Françoise Sullivan achieved recognition as a dancer, sculptor, conceptual artist, performance artist, and painter. She pursued formal training in most of these areas but also continued throughout her career to develop her practice in response to encounters with important artists of her day, and also through her travels and friendships. Her openness to new ideas and her willingness to experiment have helped make Sullivan one of the most enduring and innovative artists working in Canada.
Françoise Sullivan started taking classical dance lessons at the age of eight. Her teacher, Gérald Crevier (1912–1993), encouraged her, along with his other most talented pupils, by taking them to see the Ballets Russes when the troupe stopped in Montreal during its North American tours. During these early years, Sullivan and her friends lived and breathed dance, regularly putting together recitals for the neighbourhood children.
Sullivan attended the École des beaux-arts in Montreal from 1940 to 1945, focusing on painting. In spite of her success at the École, she temporarily put painting aside after graduating, and she decided to concentrate on dance. She had become familiar with modern themes and techniques in art through her encounters with painters such as Paul-Émile Borduas (1905–1960), Alfred Pellan (1906–1988), and Fernand Léger (1881–1955). Now she sought to transfer what she had learned into movement, drawing in particular from the discussions she had had with the Automatiste group about overcoming the gap between mind and body and expressing feelings in a way that was as direct, as unmediated as possible. But there were no established modern dance schools or troupes in Quebec at that time, and in 1945 Sullivan moved to New York to follow her passion.

▶ [Exercise]
Answer these questions from the passage on Françoise Sullivan:
1. At what age did Sullivan begin taking classical dance lessons?
2. During which years did she attend the École des beaux-arts in Montreal?
3. To which city did she move in 1945?
The lines after this point are not needed.

▶ [Data excerpts]
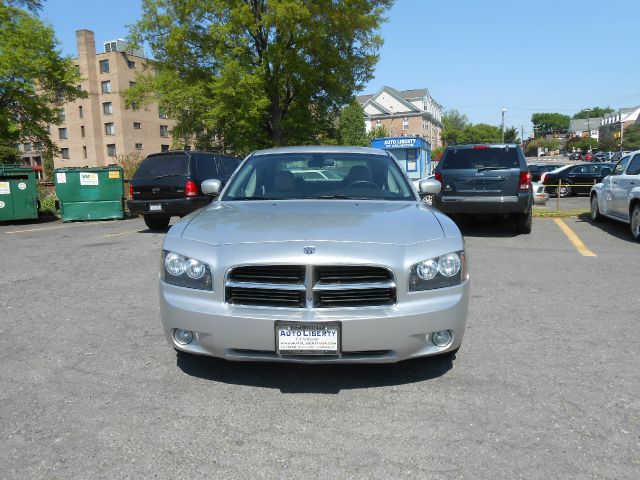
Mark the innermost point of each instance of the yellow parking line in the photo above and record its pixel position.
(574, 239)
(109, 235)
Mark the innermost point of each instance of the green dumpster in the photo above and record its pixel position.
(90, 193)
(18, 193)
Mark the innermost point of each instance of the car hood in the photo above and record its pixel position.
(399, 223)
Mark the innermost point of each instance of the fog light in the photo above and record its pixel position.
(183, 337)
(442, 338)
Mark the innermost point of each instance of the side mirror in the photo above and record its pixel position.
(429, 186)
(211, 187)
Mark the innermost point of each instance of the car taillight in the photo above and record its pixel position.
(525, 180)
(190, 189)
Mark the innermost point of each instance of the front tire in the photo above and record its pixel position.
(634, 224)
(524, 222)
(156, 222)
(564, 191)
(596, 216)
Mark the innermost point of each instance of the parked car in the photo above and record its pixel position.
(575, 179)
(538, 169)
(168, 184)
(618, 196)
(479, 179)
(283, 269)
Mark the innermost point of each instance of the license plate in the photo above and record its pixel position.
(308, 338)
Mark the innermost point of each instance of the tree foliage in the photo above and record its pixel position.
(35, 80)
(454, 123)
(631, 137)
(351, 127)
(511, 135)
(593, 112)
(550, 122)
(254, 73)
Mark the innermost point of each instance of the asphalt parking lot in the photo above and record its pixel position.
(546, 384)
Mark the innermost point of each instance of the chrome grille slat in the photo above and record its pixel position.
(310, 286)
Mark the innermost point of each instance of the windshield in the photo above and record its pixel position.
(163, 166)
(478, 158)
(334, 175)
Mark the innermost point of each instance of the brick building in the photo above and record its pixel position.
(404, 113)
(97, 128)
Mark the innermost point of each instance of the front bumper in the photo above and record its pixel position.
(368, 335)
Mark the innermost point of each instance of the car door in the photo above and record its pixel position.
(619, 194)
(625, 183)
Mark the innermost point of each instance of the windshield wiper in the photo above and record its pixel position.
(335, 197)
(484, 169)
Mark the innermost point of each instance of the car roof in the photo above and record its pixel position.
(320, 149)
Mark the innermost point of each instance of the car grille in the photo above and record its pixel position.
(309, 286)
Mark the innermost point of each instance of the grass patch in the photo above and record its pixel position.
(544, 213)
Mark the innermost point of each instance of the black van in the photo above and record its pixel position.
(167, 184)
(479, 179)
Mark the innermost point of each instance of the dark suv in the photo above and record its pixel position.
(168, 184)
(479, 179)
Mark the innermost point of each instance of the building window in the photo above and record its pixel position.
(104, 66)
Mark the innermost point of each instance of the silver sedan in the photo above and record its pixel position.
(351, 268)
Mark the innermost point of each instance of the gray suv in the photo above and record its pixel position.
(480, 179)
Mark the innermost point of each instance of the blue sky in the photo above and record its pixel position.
(476, 56)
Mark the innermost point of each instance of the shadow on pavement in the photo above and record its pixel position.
(611, 227)
(326, 379)
(486, 226)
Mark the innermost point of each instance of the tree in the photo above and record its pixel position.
(35, 80)
(254, 73)
(592, 112)
(378, 132)
(511, 135)
(454, 123)
(351, 127)
(480, 133)
(631, 137)
(550, 122)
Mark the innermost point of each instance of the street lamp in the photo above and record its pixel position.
(503, 110)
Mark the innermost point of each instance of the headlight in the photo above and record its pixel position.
(185, 272)
(438, 272)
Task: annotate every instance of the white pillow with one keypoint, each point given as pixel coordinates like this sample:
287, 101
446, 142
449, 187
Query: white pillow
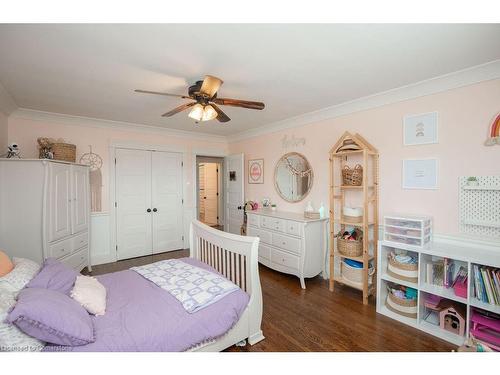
90, 293
24, 270
11, 337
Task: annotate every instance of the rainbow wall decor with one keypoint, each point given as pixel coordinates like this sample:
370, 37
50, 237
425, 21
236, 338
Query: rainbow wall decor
494, 133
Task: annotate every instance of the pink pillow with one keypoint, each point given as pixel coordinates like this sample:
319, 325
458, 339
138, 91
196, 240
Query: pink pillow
6, 264
90, 293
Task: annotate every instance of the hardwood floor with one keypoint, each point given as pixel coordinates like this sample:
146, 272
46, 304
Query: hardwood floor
315, 319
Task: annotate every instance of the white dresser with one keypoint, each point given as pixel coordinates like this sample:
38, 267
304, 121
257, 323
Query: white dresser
289, 242
45, 210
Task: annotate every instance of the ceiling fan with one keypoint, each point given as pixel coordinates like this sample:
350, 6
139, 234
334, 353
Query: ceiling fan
204, 105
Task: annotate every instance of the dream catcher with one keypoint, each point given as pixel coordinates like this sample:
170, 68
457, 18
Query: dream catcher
94, 161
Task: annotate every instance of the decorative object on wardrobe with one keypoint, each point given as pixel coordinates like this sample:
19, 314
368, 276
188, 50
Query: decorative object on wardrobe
59, 149
256, 171
420, 129
289, 242
408, 229
480, 206
13, 151
293, 177
349, 151
204, 105
444, 269
45, 210
494, 137
94, 161
420, 174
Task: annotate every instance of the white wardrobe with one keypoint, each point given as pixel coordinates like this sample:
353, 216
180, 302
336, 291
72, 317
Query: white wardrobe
45, 210
148, 202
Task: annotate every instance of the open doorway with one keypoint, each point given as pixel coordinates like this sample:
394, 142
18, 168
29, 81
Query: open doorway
210, 190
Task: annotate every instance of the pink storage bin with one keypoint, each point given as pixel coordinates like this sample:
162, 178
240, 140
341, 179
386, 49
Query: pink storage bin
460, 289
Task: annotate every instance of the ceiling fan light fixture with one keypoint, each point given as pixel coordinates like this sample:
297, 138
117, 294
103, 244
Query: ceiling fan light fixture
209, 113
197, 112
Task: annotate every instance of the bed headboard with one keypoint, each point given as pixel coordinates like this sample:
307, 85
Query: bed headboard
235, 257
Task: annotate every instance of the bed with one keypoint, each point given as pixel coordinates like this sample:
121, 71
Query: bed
141, 316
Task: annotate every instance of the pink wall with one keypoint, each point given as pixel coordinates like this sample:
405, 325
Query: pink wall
26, 131
464, 118
3, 133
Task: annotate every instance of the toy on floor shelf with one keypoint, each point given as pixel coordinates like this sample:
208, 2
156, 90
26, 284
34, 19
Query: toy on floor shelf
448, 315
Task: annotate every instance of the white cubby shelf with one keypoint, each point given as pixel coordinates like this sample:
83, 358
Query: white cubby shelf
463, 255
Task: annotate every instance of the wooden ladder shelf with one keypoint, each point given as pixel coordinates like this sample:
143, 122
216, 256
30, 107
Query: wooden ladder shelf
367, 156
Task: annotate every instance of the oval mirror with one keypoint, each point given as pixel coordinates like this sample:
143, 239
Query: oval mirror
293, 177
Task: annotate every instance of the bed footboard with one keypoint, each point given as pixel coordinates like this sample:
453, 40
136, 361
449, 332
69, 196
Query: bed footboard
235, 257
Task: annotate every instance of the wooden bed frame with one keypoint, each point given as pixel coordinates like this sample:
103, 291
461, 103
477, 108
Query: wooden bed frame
235, 257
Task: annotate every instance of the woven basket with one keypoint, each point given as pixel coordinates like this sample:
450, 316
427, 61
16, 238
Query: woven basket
64, 151
405, 307
350, 248
352, 176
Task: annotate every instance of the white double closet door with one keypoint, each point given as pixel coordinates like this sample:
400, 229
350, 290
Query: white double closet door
149, 215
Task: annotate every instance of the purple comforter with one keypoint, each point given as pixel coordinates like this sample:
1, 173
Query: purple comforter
140, 316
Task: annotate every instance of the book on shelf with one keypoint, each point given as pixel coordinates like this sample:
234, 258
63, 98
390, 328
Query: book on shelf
486, 284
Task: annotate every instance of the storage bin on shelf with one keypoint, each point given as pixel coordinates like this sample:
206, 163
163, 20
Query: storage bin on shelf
348, 246
352, 271
409, 230
403, 306
400, 270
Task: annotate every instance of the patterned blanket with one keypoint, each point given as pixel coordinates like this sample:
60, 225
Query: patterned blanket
194, 287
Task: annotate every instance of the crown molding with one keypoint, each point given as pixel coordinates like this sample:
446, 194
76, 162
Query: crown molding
35, 115
461, 78
7, 102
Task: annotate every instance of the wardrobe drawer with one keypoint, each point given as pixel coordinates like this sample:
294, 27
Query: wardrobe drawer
80, 240
294, 228
60, 249
272, 223
78, 260
286, 243
253, 220
262, 234
285, 259
264, 251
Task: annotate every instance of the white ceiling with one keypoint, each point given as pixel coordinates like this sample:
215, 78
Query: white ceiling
92, 70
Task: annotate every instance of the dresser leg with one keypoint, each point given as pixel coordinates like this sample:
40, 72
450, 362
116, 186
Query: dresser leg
302, 283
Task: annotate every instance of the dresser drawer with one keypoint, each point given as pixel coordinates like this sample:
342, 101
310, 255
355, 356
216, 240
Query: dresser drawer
78, 260
294, 228
80, 240
264, 236
272, 223
60, 249
286, 243
253, 220
284, 259
265, 251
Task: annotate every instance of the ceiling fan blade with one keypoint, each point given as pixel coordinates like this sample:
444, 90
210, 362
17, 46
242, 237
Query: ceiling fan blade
239, 103
178, 109
210, 86
162, 93
221, 116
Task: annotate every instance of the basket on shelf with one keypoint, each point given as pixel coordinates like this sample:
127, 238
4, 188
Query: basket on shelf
352, 176
56, 149
402, 271
355, 274
401, 306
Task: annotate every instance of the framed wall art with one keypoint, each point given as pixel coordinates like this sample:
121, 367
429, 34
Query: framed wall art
256, 171
420, 129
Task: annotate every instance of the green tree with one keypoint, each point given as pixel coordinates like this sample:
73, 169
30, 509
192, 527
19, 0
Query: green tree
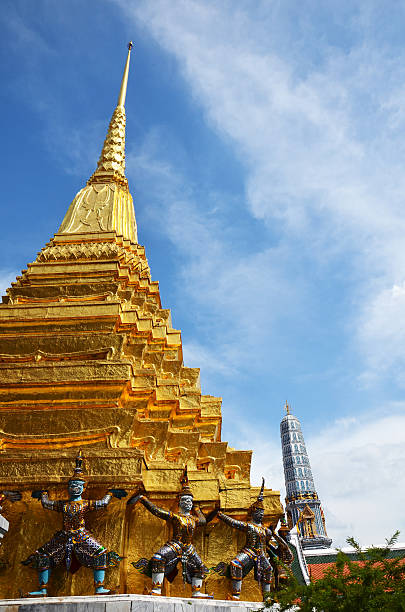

▶ [Result for this exercise]
1. Eight
2. 1940 to 1945
3. New York